**GOAL OF THE EXERCISE:** Return only this: the line with "Could you spot the cherub statue" and all the lines that follow it below, through the final one, exactly as they are.

+---+

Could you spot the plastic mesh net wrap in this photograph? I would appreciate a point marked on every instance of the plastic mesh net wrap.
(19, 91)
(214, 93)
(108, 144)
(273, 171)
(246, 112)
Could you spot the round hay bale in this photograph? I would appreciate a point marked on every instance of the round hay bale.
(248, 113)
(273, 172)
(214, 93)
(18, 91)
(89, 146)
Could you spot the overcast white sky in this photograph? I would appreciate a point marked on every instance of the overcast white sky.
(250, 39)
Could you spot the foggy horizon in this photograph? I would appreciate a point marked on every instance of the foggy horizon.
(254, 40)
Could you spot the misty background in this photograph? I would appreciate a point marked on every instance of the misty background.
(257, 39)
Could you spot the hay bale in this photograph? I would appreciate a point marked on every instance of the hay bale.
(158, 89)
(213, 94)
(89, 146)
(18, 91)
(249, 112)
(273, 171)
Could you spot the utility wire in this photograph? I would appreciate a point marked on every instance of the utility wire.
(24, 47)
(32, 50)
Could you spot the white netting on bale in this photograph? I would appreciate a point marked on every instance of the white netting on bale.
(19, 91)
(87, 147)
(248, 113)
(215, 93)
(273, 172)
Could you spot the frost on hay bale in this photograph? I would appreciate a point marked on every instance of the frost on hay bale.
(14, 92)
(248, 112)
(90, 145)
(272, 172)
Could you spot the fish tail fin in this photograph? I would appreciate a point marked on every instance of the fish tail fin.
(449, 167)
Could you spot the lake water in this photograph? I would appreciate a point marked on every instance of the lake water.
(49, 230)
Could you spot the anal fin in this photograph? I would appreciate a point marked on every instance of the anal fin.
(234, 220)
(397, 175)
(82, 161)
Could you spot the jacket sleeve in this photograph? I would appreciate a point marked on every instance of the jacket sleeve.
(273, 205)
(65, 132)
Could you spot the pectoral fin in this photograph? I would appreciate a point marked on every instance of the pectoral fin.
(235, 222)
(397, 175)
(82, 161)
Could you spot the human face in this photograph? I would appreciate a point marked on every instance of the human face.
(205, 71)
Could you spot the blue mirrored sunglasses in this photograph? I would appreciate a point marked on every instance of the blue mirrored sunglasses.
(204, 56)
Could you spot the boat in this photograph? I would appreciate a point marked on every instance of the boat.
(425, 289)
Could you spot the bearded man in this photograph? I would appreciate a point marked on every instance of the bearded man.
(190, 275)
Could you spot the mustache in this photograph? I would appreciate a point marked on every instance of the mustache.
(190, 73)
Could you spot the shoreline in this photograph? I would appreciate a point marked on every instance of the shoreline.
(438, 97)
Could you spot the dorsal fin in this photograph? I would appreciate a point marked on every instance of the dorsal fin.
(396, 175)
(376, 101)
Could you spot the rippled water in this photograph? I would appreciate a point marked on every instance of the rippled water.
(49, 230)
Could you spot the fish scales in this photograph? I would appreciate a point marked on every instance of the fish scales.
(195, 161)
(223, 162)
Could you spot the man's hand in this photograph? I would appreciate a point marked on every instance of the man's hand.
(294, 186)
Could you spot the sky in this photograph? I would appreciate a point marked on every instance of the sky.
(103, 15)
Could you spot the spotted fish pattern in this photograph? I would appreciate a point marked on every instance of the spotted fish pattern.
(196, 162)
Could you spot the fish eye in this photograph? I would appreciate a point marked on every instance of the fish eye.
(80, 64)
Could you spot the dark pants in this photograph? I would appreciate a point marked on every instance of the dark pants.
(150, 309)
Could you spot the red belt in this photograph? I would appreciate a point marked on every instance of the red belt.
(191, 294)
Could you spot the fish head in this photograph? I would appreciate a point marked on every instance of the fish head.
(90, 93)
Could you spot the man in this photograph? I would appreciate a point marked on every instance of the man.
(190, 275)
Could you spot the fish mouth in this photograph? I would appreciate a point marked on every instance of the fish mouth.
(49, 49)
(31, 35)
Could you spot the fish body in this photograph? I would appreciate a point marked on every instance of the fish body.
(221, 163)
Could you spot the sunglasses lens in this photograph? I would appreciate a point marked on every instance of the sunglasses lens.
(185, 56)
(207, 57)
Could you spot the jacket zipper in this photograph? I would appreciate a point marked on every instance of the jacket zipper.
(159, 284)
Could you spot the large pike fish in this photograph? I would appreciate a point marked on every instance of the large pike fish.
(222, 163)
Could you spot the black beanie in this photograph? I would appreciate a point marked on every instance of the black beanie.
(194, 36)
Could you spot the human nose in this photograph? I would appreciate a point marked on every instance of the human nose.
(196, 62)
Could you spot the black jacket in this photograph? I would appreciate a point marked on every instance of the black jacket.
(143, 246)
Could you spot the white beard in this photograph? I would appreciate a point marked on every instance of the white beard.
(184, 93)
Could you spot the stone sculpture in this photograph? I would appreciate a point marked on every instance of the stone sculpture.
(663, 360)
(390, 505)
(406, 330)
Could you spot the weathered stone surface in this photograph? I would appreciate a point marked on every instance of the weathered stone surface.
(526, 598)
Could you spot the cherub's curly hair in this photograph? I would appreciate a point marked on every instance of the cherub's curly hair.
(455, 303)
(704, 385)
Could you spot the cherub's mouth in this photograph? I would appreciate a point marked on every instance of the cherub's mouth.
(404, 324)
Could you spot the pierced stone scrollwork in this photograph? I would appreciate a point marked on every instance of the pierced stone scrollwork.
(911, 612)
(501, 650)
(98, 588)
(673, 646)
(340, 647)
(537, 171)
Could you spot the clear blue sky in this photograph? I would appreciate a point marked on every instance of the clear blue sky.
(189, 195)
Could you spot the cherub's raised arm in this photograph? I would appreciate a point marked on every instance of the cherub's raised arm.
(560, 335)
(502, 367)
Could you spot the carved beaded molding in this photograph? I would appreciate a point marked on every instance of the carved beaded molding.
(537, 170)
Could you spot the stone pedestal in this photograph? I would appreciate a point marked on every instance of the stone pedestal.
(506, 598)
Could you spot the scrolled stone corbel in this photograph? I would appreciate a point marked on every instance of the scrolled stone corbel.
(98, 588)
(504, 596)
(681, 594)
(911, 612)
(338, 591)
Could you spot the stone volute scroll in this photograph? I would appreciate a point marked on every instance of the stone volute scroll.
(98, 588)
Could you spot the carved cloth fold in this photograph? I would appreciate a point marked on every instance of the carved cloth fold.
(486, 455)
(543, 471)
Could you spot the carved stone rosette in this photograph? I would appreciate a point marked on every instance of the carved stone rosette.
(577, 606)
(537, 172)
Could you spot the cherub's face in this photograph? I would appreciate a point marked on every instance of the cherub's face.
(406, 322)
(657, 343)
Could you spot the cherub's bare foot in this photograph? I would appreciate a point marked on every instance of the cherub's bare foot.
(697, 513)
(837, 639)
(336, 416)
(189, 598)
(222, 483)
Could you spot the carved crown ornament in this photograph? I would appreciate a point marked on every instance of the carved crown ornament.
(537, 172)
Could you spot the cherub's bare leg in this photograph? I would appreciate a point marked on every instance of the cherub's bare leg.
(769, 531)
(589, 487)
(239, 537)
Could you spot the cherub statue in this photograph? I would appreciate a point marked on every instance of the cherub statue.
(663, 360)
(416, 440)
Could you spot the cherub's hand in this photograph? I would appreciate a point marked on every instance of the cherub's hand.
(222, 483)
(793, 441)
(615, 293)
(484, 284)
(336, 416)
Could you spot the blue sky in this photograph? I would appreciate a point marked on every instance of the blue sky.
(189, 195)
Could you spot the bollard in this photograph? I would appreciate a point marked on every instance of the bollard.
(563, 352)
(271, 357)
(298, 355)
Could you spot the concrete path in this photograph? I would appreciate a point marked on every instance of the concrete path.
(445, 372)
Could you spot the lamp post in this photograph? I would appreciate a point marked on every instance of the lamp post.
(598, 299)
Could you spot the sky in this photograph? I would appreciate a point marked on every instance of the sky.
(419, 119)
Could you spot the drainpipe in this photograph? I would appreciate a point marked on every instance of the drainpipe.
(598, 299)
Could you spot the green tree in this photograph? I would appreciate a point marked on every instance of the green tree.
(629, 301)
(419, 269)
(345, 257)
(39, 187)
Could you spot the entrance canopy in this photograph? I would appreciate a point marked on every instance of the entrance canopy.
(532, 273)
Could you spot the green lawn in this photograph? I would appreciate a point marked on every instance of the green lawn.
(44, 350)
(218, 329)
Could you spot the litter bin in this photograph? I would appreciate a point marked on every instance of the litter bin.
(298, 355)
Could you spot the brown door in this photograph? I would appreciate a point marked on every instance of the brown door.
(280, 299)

+---+

**SOLUTION FOR THIS TASK:**
Could you spot the cherub statue in this photograph? I would appreciate a point marked on every instance of the cherub statue.
(663, 360)
(416, 440)
Could you spot the cherub's hand in this photograph? I would appreciate a point marked on every instance of the cherub's hand.
(222, 483)
(793, 441)
(615, 293)
(484, 284)
(336, 416)
Could you spot the blue sky in this photograph? I would appreciate a point marked on every instance of the blue sky.
(189, 195)
Could you spot the bollard in this photograph? I would appreciate a point marked on every instance of the bollard.
(563, 352)
(271, 357)
(298, 355)
Could you spot the concrete path in this photograph? I would appreciate a point marked on every instance of the concrete path.
(445, 372)
Could you spot the lamp post in this photograph? I would appreciate a point marked on every instance of the lamp post.
(598, 299)
Could you spot the sky in this photograph? I would appreciate a point marked on every instance of the sky.
(419, 119)
Could you spot the drainpipe in this photograph? I would appreciate a point marked on every instance of the drainpipe.
(598, 299)
Could you spot the green tree in this photograph? I would appreciate a point marked on every instance of the green tree.
(629, 301)
(419, 269)
(345, 257)
(39, 187)
Could you spot the entrance canopy in this photograph? I would appreciate a point marked on every instance of the entrance canopy.
(532, 273)
Could you spot the green lawn in this photograph? I would appreciate a point marked on every instance of the green lawn.
(44, 350)
(218, 329)
Could you spot the litter bin in this photograph? I would appreciate a point marked on every instance of the litter bin.
(298, 355)
Could you spot the brown door in this photograph? I would appreciate a point marked on every instance of the brown door.
(280, 299)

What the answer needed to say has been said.